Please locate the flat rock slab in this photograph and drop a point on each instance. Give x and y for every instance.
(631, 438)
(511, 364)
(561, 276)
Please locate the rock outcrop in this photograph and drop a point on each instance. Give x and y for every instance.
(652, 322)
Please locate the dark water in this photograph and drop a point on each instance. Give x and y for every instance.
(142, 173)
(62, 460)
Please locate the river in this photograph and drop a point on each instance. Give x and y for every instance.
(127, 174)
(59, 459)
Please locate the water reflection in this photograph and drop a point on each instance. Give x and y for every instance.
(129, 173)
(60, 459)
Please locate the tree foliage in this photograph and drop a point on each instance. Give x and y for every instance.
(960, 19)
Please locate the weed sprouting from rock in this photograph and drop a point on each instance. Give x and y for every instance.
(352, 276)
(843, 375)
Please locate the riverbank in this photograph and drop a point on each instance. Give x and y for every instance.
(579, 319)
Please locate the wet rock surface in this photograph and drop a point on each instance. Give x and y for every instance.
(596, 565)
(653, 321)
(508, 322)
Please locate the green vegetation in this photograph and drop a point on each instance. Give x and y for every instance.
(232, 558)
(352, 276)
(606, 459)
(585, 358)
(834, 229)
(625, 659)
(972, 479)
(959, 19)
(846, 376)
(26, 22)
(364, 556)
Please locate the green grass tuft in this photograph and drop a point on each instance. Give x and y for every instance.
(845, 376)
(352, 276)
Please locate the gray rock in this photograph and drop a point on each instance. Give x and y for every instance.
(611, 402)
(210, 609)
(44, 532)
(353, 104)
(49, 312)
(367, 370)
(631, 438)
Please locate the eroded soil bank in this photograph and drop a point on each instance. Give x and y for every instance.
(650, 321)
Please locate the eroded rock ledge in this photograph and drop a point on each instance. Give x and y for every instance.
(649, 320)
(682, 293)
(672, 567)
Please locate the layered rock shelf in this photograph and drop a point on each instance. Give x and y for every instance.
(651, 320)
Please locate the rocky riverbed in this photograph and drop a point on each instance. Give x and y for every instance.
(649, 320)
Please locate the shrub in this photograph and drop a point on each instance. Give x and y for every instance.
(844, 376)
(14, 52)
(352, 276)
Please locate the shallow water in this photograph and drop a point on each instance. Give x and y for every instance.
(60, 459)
━━━━
Task statement:
Could you reproduce all of the rows above verbatim, one line each, in their original order?

Task result:
Please locate the flat rock slab in this photograph and drop a point on each instance. Give x and y for every instance.
(631, 438)
(511, 364)
(561, 276)
Please locate the rock outcrop in this photograph and drop a point on each instance. Give x and y for every instance.
(652, 322)
Please locate the dark water in this photograph and drop a point on each instance. Give x and y for every instance.
(142, 173)
(62, 460)
Please locate the river in this photograph and drop a point on each instance. Give x and y for every instance.
(127, 174)
(59, 459)
Please locate the water reflection in this photograph and drop a point on each instance. Give x and y for every instance.
(129, 173)
(60, 459)
Please locate the tree foliage in this photograph and drop a point on each instance. Give x and y for every instance.
(960, 19)
Please locate the weed sprouting from rock in this photograph and drop a point on each instance. Give x and y for every instance.
(352, 276)
(843, 375)
Please locate the riverbank in this photograph and drop a point on each instance. Give x and y for every instance.
(579, 319)
Please locate the wet rock surface in this photograph and drop a point on each instance. Give x and y for every instance.
(596, 565)
(653, 321)
(508, 322)
Please locate the green vegetation in this photograph and drop a point on each instance. Give x and y for every instance.
(232, 558)
(352, 276)
(606, 459)
(585, 358)
(834, 229)
(625, 659)
(972, 479)
(959, 19)
(846, 376)
(26, 22)
(364, 556)
Please locate the green grass tuft in this photograph and drop a point on each instance. Give x and y for every instance.
(845, 376)
(352, 276)
Please locate the gray rock in this photograph and drop a point on each instance. Give x and y for every instance.
(611, 402)
(210, 609)
(44, 532)
(353, 104)
(49, 312)
(367, 370)
(631, 438)
Please locate the eroded soil bank in this photograph and drop a point on each instance. Give x and y for every instance.
(650, 321)
Please locate the eroded rock ledge in this photograph and drop a point on each instance. Give x and y for every instance.
(649, 320)
(682, 293)
(672, 567)
Please locate the layered rock shelf in this photograph and drop a point on each instance. Give x and y for every instance.
(651, 320)
Please locate the rocky riverbed in this photograph and drop a point on each instance. Give x and y for every instance.
(649, 320)
Please locate the shrub in this photograph and drop a point on each instance. Give x and y for every instance.
(844, 376)
(14, 52)
(352, 276)
Please locate the shallow water in this photograph and drop a point on each instance. Give x and y for every instance.
(60, 459)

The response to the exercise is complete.